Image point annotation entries
━━━━
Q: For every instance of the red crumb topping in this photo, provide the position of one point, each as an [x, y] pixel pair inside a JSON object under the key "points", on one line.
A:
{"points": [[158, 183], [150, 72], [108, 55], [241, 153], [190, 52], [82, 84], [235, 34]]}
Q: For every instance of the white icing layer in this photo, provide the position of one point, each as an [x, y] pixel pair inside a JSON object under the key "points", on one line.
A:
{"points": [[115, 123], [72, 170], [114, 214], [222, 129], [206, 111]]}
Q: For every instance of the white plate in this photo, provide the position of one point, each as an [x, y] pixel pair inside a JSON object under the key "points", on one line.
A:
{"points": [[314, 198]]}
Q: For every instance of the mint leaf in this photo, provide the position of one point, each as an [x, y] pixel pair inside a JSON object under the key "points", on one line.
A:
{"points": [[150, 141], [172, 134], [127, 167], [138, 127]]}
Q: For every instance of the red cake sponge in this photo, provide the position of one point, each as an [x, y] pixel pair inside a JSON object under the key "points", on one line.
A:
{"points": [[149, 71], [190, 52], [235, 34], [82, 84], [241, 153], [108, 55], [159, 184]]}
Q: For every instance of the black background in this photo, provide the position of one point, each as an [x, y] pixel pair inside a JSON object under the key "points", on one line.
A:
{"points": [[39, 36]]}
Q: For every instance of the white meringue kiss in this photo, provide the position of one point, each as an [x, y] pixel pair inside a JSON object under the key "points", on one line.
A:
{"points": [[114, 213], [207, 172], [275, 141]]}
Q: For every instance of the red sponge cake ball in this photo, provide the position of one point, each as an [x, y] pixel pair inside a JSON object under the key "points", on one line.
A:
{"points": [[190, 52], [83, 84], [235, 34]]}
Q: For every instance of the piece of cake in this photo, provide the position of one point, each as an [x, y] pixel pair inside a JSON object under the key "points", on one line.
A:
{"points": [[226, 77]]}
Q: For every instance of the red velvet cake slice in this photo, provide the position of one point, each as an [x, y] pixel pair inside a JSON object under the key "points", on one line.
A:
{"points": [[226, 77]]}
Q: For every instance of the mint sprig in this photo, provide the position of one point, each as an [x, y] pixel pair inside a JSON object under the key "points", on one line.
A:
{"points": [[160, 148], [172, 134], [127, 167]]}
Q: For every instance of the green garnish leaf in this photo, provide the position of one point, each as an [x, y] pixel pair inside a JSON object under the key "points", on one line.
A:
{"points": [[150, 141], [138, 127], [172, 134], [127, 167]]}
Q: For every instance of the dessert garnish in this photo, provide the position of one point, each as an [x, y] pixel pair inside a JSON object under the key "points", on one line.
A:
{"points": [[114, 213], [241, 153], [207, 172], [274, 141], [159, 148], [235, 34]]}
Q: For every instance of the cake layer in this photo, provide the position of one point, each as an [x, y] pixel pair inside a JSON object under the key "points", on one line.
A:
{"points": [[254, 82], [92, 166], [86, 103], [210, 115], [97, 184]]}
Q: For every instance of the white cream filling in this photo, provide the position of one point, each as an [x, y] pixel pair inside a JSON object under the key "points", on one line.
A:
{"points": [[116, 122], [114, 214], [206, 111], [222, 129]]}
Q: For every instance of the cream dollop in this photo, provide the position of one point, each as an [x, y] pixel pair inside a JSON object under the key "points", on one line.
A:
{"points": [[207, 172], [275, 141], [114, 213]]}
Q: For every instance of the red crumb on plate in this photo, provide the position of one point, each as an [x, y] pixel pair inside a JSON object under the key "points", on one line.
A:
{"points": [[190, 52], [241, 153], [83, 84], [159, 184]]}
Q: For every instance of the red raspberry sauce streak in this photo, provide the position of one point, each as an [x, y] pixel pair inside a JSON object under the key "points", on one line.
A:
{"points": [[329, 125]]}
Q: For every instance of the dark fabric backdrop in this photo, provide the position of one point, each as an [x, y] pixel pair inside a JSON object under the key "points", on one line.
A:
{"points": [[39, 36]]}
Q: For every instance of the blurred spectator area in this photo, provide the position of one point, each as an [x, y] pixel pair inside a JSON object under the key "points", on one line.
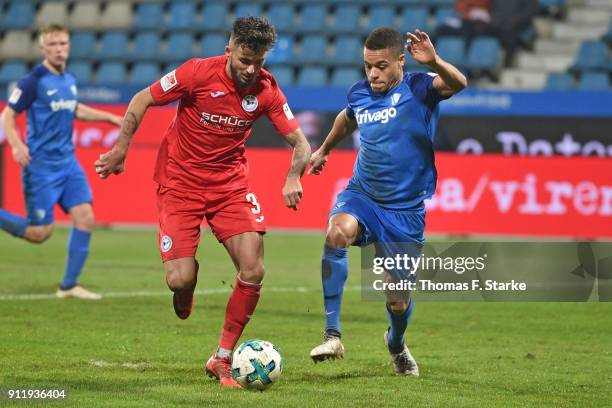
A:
{"points": [[562, 44]]}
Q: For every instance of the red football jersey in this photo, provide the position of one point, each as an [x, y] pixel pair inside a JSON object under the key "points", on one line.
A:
{"points": [[203, 147]]}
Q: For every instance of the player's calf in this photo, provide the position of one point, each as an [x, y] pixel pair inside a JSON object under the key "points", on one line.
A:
{"points": [[37, 234]]}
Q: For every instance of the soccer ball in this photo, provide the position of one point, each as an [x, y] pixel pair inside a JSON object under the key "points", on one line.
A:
{"points": [[256, 364]]}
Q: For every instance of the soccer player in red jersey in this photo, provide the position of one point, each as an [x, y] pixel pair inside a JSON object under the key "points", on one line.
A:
{"points": [[202, 171]]}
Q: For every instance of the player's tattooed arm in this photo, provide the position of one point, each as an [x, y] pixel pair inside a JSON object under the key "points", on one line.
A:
{"points": [[292, 190], [449, 80], [20, 151], [343, 126], [113, 162]]}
━━━━
▶ [OBJECTIVE] Copy out the whole listing above word for word, with every line in its original order. Leave the pictures out of your answer.

▶ [RESPONSE TO THIS EXERCISE]
Q: For every instance of the red crumb topping in this photo, provide the position of one point, each as an [x, y] pixel pair inside a JSON object under the key "points", on one line.
A:
{"points": [[158, 183], [150, 72], [108, 55], [241, 153], [190, 52], [82, 84], [235, 34]]}
Q: For every instance of the white icing layer in this photo, provide the position of one point, each as an [x, y] pixel pair inside a JSON object under the key "points", on one line.
A:
{"points": [[115, 123], [72, 170], [114, 214], [222, 129], [206, 111]]}
Q: For every instance of the white plate in this photo, provide the position of one point, each as an [x, y] pixel pair inside a JSON object under the key "points", on one line.
A:
{"points": [[314, 198]]}
Q: For every instance of the mint leaf in this photo, provide the position of one point, each as an [x, y] pixel pair inside a JSON object under the key "points", on one line.
A:
{"points": [[150, 141], [172, 134], [127, 167], [138, 127]]}
Q: For every instance of the red cake sponge in this photo, provide the position of one point, each as an [x, y] pixel pair inside a JSON object under the key "points", on one line.
A:
{"points": [[149, 71], [190, 52], [235, 34], [82, 84], [241, 153], [108, 55], [159, 184]]}
Q: For every instance of the black background in this photo, provide the position of one point, each as an [x, y] pixel pair inside a JSON object under the key "points", on one line.
A:
{"points": [[39, 36]]}
Q: For every instance of the white meringue kiss in this photo, provide the position of one point, each as an [x, y] pixel pair inside a JSON object under the key "points", on one line.
A:
{"points": [[114, 213], [207, 172], [275, 141]]}
Q: For every instance of the red sponge cake ball in this photo, provide the position of one point, each as an [x, y] pixel pair inside a JSON object under the key "points", on one line.
A:
{"points": [[190, 52], [83, 84], [235, 34]]}
Q: For every instance of the piece of cake in this photo, provide the position of one point, each as an [x, y] pixel pair inside a JSON object under the key "points", on one line.
A:
{"points": [[226, 77]]}
Q: For every instance of the red velvet cake slice in this photo, provide the position of one point, each as an [x, y] pixel pair inside a JSON object under the key "points", on one line.
A:
{"points": [[226, 77]]}
Q: For every instance of the mint sprig in this photo, provide the position of one point, each as an [x, y] pixel pair inside a JSON object under the key "points", on one line.
A:
{"points": [[160, 148], [172, 134], [127, 167]]}
Q: For every instance of the green garnish leaf in this photo, provide the position of one point, each as an [x, y] pixel pair inside a JSON object under the key "points", on one line.
A:
{"points": [[150, 141], [138, 127], [172, 134], [127, 167]]}
Q: For every instance of the dessert garnish in this photo, provide the position of one point, each as an [x, y] pixel pair inside a JSON object under the key "points", on one line.
A:
{"points": [[114, 213], [241, 153], [207, 172], [274, 141], [159, 148], [235, 34]]}
Q: For every instance of the cake layer in this photo, provide the position of one point, each as an [x, y] pixel pair inside a JSON object under the key "points", on one line.
A:
{"points": [[254, 82], [92, 166], [86, 103], [210, 115], [97, 184]]}
Q: For every instance of the white cream filling in this photo, provide the position of one point, each as an [x, y] pixel pair inside a JSON object under the key "points", on one line.
A:
{"points": [[116, 122], [114, 214], [206, 111], [222, 129]]}
Q: For every instance of the cream dollop in this photo, provide the position of one point, each as an [x, y] pixel pair inside a JSON object under the key "points", on one line.
A:
{"points": [[207, 172], [275, 141], [114, 213]]}
Q: For every instance of the red crumb on plate in this photo, provide the position of one point, each as an [x, y] pixel pair inside a JSON object under the key "points", on one line.
A:
{"points": [[190, 52], [241, 153], [83, 84], [159, 184]]}
Q: For every instance of the red raspberry sauce streak in this photo, provide the position of one point, each as an [x, y] pixel pair inside a JSON object under the key "points", on one line.
A:
{"points": [[329, 125]]}
Q: For every instance of the dark fabric backdrop in this photo, provide the position of one point, each as an [x, y] pixel pair inside a JSON object under the key "points", on one line.
A:
{"points": [[39, 36]]}
Q: For every instance of the blurred spectator area in this photo, provide the position of one point, each as an [x, y] pixel pair inside a JSON object under the key "points", on one line.
A:
{"points": [[562, 44]]}
Q: For every instance of the red football jersey in this photo, provide the position of one point, each as an [x, y] pixel pair inside a JSON object under the key "points", on one line.
A:
{"points": [[203, 147]]}
Q: For every instance of the player's calf in this photo, provide the position of one point, each as an [x, y] pixel pair inside a JSON object under the key "points", on one line.
A:
{"points": [[37, 234]]}
Q: For every instance of the soccer ball in this photo, provide the position of one point, each as an [x, y] pixel pair inside a JSON object under the key "points", on one line.
A:
{"points": [[256, 364]]}
Q: For every instance of the soccer player in red jersey in this photo, provide the position of one point, each as an [x, y] pixel pair inside a JSON object under the key "points", on one line.
A:
{"points": [[202, 171]]}
Q: For every instance of the player's tattooed arm in this photo, provide the position of one point, each as an [x, y] pixel pair inside a JSON object under the key "points", on one line.
A:
{"points": [[292, 190], [449, 80], [20, 151], [343, 126], [113, 162]]}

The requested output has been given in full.